**EXCERPTED DATA**

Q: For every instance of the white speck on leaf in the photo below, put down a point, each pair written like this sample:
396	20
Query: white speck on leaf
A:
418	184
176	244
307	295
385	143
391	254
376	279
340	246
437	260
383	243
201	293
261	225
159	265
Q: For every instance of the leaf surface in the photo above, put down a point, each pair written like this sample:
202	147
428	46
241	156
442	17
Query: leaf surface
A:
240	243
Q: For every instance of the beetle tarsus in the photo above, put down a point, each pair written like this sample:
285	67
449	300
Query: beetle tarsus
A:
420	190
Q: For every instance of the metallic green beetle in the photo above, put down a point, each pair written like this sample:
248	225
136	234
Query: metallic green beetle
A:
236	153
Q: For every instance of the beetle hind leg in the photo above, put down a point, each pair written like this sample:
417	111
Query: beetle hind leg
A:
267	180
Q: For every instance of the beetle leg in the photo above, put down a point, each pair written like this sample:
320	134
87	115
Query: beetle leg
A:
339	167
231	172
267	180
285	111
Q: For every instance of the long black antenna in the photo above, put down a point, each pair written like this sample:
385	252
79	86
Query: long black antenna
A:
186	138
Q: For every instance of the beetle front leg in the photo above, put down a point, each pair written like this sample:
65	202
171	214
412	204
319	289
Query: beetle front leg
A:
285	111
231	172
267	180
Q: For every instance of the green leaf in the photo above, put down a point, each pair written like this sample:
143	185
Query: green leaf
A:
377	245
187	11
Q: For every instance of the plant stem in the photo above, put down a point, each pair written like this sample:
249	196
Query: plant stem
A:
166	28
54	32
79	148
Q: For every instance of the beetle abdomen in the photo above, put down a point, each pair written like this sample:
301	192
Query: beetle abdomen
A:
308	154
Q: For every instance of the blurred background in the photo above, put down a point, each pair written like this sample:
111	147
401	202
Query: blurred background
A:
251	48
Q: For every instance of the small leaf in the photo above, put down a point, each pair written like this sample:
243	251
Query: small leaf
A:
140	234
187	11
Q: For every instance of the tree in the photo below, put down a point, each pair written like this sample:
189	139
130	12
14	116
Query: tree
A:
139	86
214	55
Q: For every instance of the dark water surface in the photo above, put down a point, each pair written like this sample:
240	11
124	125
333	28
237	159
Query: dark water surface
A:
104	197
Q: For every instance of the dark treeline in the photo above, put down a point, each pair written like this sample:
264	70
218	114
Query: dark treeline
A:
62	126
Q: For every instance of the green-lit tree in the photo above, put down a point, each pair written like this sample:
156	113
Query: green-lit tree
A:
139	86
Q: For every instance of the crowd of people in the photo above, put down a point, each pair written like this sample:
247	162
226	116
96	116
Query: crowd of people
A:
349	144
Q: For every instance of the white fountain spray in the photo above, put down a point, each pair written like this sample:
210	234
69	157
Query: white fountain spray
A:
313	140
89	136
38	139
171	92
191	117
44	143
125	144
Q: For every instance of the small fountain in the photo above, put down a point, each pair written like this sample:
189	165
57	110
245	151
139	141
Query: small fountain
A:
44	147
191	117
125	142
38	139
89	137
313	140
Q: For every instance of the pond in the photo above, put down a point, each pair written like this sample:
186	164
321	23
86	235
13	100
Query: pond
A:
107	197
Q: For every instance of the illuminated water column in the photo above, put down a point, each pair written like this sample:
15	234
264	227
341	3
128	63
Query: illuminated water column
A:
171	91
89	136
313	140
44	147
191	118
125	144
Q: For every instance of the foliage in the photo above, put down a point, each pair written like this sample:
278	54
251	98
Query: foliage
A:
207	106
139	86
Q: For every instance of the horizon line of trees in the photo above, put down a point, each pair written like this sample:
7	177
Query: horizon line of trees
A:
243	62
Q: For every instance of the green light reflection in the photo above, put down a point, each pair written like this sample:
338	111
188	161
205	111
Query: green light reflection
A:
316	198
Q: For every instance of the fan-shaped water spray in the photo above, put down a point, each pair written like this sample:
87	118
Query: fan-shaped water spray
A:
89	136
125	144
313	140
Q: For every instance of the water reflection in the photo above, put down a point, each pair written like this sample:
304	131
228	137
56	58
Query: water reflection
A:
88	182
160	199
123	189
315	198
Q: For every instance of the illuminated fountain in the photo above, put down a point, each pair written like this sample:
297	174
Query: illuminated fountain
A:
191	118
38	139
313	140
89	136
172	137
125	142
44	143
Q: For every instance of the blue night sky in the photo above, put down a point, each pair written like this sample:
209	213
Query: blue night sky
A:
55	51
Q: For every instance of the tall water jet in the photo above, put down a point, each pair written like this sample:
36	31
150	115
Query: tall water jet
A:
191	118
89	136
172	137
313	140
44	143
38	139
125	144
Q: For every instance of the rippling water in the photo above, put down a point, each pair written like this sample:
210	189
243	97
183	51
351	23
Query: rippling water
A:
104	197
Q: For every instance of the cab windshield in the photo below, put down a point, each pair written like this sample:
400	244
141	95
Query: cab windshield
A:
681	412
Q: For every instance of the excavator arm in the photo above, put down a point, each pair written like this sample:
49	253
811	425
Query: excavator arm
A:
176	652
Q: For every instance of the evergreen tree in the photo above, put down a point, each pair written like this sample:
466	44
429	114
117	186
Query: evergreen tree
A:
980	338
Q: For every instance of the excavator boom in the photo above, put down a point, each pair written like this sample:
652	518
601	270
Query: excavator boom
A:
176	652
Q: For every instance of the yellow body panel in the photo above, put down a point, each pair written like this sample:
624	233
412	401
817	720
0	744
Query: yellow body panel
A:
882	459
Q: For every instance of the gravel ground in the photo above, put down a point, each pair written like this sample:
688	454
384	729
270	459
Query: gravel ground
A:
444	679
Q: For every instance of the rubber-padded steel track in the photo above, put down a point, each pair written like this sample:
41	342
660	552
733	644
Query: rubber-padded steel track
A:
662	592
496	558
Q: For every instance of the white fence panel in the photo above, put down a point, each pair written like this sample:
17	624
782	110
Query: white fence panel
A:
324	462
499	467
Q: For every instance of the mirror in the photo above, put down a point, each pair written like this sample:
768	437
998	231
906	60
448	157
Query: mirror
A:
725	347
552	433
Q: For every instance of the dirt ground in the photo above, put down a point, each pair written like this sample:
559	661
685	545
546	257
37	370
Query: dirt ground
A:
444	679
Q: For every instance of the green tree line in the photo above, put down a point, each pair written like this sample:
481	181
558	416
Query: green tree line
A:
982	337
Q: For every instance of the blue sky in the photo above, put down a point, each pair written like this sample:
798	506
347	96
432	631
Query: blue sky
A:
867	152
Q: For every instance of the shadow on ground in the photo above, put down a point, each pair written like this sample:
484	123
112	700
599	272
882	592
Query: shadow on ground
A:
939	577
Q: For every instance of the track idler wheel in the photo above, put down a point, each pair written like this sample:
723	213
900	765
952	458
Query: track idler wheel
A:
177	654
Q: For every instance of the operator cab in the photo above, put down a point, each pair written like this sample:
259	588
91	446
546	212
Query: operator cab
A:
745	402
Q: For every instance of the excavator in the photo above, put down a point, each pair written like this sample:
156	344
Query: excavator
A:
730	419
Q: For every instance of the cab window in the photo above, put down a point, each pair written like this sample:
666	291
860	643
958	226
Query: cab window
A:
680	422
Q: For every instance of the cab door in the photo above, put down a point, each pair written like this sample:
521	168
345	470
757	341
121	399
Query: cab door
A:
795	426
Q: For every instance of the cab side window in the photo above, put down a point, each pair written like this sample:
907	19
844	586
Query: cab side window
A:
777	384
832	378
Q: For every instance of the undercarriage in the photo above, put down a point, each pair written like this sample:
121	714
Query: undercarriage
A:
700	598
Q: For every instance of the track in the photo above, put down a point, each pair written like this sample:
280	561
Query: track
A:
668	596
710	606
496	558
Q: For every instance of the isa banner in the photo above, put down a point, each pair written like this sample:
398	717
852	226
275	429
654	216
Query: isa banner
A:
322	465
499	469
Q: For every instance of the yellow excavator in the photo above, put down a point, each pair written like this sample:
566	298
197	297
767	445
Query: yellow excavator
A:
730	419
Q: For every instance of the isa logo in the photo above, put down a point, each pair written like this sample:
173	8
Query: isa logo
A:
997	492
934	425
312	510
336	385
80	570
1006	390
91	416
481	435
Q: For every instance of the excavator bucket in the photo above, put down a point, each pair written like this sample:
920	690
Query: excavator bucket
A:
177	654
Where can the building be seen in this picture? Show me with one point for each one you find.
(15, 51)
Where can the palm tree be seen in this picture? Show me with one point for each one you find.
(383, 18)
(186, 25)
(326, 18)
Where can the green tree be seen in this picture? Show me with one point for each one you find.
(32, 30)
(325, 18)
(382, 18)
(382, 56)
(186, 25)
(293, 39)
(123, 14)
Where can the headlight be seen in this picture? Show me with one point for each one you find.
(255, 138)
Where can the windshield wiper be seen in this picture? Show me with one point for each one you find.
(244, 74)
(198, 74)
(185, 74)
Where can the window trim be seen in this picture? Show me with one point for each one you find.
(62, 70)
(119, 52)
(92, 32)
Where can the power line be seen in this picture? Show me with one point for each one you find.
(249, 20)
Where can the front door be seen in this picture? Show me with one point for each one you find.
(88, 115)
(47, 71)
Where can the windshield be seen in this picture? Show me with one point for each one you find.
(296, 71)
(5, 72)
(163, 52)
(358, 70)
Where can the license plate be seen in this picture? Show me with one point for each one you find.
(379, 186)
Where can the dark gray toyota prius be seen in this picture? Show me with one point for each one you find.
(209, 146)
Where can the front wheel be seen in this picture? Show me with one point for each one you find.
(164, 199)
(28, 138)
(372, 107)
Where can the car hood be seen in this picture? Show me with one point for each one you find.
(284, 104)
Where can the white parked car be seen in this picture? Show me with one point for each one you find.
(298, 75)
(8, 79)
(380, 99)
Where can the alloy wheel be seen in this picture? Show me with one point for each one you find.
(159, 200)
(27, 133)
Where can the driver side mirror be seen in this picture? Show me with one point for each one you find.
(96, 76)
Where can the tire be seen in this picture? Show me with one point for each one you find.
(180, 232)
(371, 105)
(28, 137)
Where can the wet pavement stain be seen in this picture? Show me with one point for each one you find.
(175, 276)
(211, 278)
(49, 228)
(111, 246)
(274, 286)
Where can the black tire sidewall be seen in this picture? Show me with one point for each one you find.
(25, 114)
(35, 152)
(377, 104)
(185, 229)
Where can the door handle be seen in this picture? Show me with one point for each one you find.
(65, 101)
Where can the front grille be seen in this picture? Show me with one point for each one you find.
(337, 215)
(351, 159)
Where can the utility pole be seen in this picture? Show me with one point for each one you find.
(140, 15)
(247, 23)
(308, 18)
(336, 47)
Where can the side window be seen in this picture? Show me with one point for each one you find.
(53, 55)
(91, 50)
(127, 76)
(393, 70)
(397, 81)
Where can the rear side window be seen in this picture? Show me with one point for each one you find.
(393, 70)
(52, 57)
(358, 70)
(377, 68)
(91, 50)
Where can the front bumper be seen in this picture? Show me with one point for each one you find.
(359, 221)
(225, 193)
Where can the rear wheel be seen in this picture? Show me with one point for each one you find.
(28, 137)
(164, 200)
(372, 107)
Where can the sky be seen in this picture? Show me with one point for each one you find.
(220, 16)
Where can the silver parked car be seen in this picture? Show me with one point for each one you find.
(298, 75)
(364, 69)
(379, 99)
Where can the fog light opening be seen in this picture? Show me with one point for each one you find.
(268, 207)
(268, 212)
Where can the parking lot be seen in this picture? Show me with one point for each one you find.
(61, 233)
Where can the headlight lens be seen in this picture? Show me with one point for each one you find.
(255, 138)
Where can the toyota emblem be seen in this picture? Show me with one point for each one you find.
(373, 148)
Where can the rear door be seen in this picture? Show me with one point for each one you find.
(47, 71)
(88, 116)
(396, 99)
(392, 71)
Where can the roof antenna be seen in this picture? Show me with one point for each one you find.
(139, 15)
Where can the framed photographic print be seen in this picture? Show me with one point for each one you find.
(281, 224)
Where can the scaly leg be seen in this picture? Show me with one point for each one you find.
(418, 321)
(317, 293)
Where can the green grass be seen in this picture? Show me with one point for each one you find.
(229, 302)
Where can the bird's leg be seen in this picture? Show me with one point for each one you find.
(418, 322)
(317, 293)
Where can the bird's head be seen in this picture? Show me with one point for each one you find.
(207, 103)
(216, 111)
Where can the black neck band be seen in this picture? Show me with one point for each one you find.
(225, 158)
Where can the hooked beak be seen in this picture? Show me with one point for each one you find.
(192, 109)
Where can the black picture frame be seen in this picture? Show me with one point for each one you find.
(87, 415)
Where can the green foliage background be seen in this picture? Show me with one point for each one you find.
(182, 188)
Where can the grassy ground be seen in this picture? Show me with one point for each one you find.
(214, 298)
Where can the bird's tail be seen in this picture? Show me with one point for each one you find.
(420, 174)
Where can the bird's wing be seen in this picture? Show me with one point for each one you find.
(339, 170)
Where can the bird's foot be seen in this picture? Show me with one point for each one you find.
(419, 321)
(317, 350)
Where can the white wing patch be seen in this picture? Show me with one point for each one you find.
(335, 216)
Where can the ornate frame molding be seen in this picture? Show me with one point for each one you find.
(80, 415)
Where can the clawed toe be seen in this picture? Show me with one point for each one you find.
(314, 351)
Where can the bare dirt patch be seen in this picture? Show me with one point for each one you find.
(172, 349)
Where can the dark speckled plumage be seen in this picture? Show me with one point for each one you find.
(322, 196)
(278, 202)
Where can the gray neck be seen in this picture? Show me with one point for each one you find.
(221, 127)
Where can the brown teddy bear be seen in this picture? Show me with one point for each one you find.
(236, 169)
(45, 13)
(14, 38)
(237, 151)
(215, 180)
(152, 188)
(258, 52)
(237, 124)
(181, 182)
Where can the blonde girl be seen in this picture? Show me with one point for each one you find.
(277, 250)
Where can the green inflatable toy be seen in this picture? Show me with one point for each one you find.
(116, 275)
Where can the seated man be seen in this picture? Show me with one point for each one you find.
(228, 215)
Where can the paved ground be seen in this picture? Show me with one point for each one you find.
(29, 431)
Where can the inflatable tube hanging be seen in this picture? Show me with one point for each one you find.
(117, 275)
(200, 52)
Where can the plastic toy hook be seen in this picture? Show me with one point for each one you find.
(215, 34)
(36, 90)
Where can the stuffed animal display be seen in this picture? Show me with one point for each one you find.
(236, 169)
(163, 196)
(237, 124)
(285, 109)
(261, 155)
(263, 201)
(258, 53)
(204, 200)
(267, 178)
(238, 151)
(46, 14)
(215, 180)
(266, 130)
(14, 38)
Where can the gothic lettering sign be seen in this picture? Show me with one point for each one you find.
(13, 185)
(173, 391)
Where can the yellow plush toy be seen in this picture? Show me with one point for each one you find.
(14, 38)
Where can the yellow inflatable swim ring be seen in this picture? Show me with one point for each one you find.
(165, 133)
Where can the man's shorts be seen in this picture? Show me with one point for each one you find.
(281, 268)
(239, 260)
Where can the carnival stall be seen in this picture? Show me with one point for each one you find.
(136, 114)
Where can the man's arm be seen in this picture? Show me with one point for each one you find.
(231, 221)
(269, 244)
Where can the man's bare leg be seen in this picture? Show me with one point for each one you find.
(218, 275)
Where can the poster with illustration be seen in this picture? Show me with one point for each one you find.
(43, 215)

**WHAT YOU HAVE TO DO**
Show the lines of the material that contain the word "crowd".

**EXPECTED OUTPUT**
Q: For every instance of the crowd of people in the photo above, put down a point, each pair written like this sample:
Query: crowd of people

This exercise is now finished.